◆ **Exercise description**: Determine how many lines in the items below contain the string "metal", and reply with that number alone.

=== Input data ===

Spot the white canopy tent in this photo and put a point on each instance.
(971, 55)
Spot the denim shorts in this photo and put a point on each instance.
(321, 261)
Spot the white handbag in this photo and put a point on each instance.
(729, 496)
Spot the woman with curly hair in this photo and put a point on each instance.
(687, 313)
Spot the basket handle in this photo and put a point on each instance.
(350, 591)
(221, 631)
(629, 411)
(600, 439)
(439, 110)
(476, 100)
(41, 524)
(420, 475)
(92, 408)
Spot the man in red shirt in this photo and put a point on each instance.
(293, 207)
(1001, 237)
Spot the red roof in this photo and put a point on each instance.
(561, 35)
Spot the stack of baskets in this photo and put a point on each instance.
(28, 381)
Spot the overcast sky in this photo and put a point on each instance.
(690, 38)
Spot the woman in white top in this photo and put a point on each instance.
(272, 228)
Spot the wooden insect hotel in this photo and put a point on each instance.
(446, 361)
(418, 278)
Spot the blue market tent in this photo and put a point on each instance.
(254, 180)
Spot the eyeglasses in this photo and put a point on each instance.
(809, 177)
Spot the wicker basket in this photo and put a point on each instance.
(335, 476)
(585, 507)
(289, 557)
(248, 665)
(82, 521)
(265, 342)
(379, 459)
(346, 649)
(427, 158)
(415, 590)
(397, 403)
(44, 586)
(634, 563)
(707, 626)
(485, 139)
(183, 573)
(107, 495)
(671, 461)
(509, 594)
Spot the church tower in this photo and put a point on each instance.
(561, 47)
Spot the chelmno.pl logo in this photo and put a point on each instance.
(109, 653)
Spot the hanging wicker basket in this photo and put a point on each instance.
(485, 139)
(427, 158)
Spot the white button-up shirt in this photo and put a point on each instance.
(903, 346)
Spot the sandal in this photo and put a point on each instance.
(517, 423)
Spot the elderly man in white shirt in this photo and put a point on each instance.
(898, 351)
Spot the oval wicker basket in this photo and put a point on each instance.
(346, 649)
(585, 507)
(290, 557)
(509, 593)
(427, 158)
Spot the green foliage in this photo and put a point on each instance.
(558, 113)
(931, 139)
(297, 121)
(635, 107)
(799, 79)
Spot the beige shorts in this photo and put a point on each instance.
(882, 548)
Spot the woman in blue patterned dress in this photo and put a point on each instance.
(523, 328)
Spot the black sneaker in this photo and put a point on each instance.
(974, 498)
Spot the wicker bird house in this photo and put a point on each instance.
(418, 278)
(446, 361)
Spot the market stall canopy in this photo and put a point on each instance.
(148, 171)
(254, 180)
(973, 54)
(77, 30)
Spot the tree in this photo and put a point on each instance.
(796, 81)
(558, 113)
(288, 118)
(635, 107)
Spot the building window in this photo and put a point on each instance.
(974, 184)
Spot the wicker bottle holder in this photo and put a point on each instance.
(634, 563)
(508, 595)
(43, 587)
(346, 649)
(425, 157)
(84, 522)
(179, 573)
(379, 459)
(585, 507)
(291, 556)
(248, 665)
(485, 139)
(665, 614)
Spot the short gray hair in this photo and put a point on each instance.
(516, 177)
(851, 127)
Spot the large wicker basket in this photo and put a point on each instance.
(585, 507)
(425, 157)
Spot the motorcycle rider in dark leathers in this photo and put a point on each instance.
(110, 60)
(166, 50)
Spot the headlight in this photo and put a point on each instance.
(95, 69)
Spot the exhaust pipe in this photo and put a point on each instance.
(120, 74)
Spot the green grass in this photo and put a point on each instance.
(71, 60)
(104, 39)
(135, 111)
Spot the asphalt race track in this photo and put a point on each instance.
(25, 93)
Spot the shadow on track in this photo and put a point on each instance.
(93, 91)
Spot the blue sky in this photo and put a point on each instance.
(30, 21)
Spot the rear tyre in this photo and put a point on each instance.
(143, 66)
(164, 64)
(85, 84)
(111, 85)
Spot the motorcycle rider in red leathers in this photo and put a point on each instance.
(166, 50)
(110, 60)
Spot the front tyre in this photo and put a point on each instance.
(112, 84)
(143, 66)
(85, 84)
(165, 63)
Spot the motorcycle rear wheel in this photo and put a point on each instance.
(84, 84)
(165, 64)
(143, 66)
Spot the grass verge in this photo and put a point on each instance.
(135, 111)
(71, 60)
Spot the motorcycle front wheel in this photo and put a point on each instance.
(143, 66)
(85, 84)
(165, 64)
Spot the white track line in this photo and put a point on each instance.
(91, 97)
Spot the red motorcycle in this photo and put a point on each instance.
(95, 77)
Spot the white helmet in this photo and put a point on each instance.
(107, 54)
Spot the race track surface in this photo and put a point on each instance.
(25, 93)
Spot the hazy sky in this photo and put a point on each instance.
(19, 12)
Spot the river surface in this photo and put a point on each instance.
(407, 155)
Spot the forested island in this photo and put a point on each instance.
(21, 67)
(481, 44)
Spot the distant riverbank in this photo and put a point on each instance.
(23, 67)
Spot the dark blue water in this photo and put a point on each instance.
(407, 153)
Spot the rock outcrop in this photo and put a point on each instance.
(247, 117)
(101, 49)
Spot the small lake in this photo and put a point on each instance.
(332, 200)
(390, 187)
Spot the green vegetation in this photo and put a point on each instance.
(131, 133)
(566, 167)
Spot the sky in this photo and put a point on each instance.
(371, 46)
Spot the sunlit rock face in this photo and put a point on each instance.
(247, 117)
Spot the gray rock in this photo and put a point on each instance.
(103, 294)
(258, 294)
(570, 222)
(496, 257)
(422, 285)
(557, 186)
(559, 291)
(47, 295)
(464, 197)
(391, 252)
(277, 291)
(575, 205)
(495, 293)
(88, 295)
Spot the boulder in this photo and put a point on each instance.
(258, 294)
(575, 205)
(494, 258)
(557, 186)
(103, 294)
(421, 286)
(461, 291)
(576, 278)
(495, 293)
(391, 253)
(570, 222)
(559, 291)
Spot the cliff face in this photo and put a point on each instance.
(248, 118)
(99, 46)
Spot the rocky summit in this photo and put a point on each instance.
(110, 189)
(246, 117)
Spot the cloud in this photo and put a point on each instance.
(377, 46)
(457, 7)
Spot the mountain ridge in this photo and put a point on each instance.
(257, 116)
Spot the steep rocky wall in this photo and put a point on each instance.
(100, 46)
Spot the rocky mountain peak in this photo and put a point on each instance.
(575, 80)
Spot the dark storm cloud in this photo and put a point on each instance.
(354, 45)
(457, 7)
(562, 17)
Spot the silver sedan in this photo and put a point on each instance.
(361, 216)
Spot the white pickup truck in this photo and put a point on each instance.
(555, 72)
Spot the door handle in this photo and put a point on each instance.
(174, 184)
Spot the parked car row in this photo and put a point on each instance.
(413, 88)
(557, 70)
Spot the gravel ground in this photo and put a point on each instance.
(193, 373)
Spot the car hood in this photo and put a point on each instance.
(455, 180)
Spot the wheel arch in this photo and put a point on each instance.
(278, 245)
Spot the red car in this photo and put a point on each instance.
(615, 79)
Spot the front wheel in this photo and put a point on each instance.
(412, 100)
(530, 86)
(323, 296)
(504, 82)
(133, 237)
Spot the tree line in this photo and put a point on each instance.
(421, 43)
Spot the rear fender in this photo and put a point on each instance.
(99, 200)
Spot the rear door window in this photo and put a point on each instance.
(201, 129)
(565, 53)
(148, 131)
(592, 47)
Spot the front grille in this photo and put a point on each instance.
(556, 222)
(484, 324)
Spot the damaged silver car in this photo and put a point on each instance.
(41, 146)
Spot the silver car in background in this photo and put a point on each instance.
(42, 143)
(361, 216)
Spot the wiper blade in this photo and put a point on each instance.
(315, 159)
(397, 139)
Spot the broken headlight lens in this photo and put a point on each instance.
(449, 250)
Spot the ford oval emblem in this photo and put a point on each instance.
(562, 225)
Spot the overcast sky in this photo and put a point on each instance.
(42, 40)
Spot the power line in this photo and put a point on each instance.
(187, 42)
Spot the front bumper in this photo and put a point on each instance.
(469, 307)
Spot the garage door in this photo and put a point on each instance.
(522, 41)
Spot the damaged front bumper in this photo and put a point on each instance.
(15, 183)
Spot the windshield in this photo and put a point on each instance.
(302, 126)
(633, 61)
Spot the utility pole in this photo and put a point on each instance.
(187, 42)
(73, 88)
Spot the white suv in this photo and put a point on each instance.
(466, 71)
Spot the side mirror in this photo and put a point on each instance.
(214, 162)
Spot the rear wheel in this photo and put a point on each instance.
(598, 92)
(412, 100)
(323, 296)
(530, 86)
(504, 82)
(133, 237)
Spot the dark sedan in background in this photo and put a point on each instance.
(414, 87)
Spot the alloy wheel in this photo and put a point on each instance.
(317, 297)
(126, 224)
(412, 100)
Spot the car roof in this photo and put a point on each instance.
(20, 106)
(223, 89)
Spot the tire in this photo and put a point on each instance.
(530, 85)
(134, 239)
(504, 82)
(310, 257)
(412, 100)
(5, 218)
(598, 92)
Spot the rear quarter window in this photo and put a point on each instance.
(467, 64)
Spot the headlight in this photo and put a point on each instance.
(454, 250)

===
=== Input data ===

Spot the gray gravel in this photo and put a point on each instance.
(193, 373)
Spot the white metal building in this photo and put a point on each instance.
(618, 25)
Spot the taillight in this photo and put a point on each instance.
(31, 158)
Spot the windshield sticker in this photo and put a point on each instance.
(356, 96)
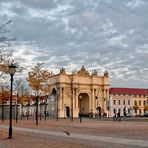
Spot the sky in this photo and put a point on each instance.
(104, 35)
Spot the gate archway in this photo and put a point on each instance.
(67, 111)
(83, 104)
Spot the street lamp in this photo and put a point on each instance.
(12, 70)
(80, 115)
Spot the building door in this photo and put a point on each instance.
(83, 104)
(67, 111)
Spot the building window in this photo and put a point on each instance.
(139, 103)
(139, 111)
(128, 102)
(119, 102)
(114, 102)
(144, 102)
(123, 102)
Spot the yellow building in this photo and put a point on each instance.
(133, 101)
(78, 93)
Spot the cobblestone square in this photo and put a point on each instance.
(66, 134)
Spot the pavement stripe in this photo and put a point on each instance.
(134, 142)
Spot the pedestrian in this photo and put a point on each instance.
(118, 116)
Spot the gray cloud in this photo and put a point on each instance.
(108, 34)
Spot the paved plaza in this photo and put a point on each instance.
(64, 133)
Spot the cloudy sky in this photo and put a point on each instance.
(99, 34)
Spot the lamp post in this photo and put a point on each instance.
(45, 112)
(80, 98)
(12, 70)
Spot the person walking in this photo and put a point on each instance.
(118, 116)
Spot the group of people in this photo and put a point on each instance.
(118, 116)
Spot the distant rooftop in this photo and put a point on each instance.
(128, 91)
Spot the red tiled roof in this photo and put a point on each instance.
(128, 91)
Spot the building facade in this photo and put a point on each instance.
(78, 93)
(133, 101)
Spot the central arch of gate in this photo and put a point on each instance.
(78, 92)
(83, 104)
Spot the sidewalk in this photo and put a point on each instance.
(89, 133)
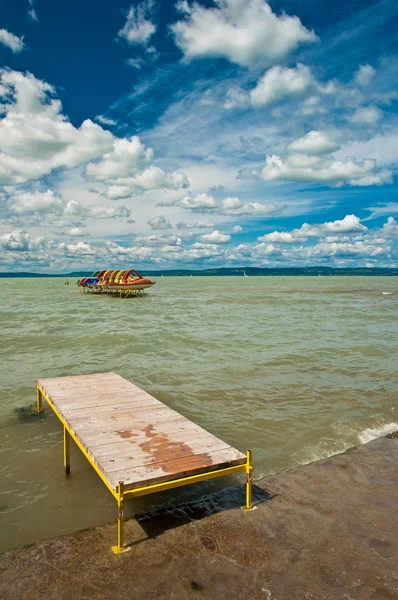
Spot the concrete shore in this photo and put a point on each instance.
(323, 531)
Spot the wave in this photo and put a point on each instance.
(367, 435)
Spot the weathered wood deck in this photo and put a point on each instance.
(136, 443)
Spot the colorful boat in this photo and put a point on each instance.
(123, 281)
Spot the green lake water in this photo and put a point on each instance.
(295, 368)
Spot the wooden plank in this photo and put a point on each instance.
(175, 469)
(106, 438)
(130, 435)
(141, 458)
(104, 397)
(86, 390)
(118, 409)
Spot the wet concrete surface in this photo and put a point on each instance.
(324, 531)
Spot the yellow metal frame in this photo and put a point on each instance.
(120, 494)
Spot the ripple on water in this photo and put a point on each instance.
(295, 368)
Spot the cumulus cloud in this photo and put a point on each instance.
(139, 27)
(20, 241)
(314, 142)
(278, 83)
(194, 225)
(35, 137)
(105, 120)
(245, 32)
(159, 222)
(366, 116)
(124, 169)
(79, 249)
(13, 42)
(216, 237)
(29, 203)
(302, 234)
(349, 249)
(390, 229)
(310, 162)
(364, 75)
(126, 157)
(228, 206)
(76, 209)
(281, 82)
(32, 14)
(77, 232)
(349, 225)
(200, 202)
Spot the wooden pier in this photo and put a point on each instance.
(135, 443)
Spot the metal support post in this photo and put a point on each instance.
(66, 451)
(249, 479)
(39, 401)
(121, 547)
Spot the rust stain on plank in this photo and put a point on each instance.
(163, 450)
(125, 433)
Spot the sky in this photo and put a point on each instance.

===

◆ **Complete response**: 3